A word-for-word copy of the entries is needed, and it should contain no images.

Material for this task:
*** Begin section ***

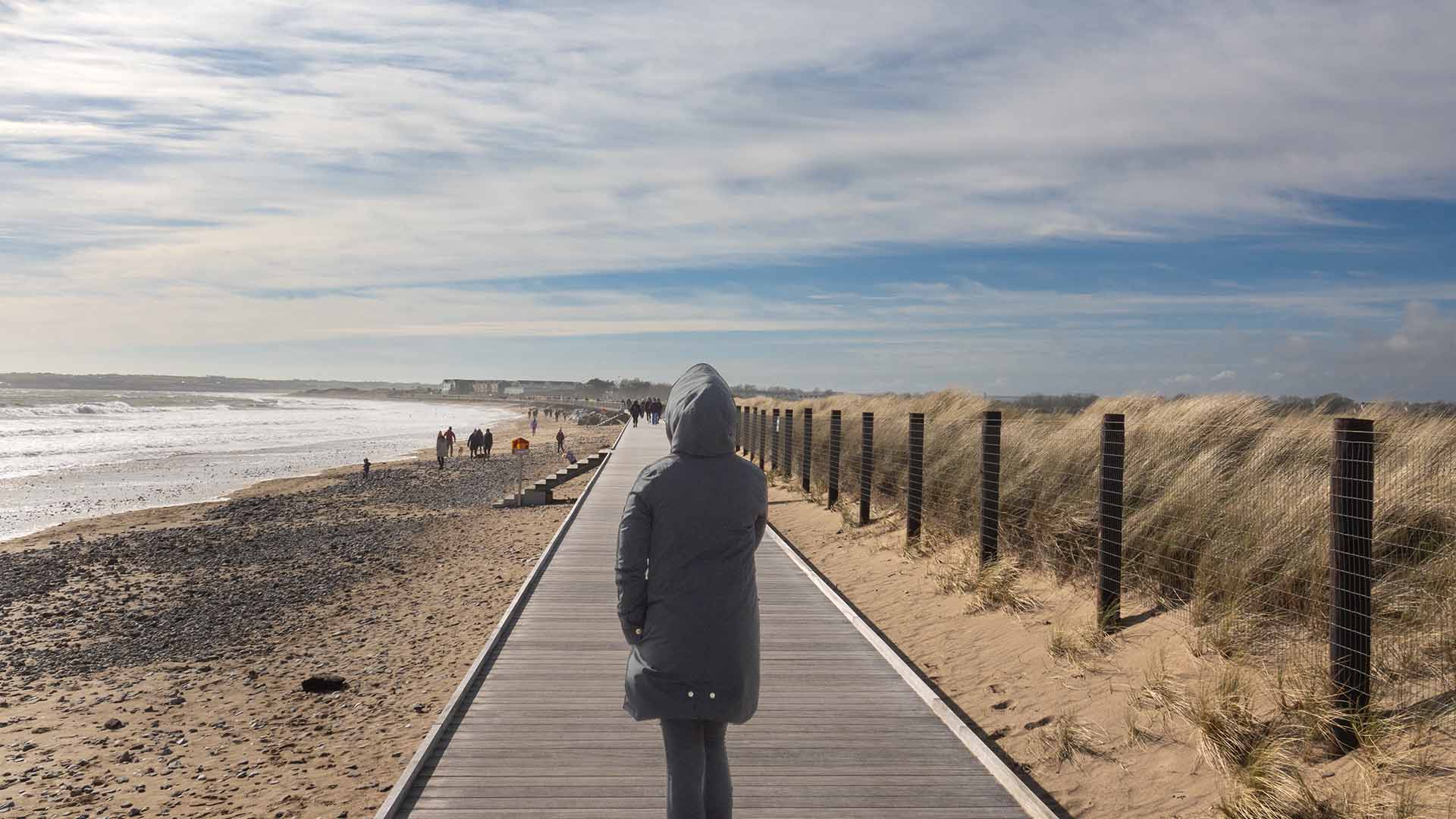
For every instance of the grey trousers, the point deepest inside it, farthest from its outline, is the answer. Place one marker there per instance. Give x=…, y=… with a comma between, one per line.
x=698, y=783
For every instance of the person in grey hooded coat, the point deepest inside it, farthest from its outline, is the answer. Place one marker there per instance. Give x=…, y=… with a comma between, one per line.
x=688, y=595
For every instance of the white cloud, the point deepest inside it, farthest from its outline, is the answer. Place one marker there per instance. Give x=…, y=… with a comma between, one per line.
x=373, y=142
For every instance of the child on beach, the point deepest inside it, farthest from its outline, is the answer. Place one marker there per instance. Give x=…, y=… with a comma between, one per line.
x=693, y=626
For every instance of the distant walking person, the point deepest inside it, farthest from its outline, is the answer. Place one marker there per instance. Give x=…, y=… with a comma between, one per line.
x=693, y=626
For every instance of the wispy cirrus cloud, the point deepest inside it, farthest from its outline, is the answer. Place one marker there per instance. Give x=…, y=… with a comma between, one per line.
x=359, y=142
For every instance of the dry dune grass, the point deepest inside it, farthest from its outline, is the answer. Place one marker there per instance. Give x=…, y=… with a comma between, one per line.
x=1226, y=523
x=1226, y=510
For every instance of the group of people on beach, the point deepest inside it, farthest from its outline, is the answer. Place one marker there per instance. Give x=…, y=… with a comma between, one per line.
x=479, y=442
x=650, y=409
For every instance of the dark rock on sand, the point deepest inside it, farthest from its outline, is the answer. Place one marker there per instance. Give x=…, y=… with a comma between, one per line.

*** End section ***

Expected answer:
For every instance of the grey trousers, the point deepest inside it, farthest from its outline, is the answer. Place one marker there per instance. Give x=…, y=… with a comma between, one per line.
x=698, y=783
For every instance of the person in grey hooded coat, the point deepest inside it, farthest from its outline, is the answer. Place one marker there per instance. Give x=…, y=… with a comma between, one per line.
x=688, y=595
For every instance of the white cloud, the point deepest inside it, farthest from its outline, is the answer. Place one marker there per instance. Give x=…, y=… with a comma between, one per line.
x=373, y=142
For every instance of the child on beach, the point deepest inside it, farthest from its outline, is the answer. Place one marker there per instance. Give x=…, y=… with a comma between, one per line.
x=693, y=626
For every instance of the distant walking person, the point deepest inside it, farthest from its outline, is the answer. Place one marker there per instance. Give x=…, y=… with a comma between, one per line.
x=693, y=626
For every instance of the wispy cirrus cloud, the point deepest inside it, farthest from its outline, is the answer. Place one marker there per instance. Give x=…, y=… with a comma between, one per line.
x=359, y=142
For every instance of the dry dune grass, the point deepest inside it, farthest from its outline, is the answer. Place one marker there per instance. Give x=…, y=… with a comma between, one per line.
x=1226, y=523
x=1226, y=510
For every instance of the group of people on beach, the point deepest inside it, farthest from its outline, is the answer. Place one marker there per instance. Give x=…, y=… with a comma between, one per line.
x=479, y=442
x=650, y=409
For every instance of the dark rock on sand, the point deepest inside it, farthest from its outline, is the answer. Place one marker there per instance. Give x=…, y=… with a comma between, one per line.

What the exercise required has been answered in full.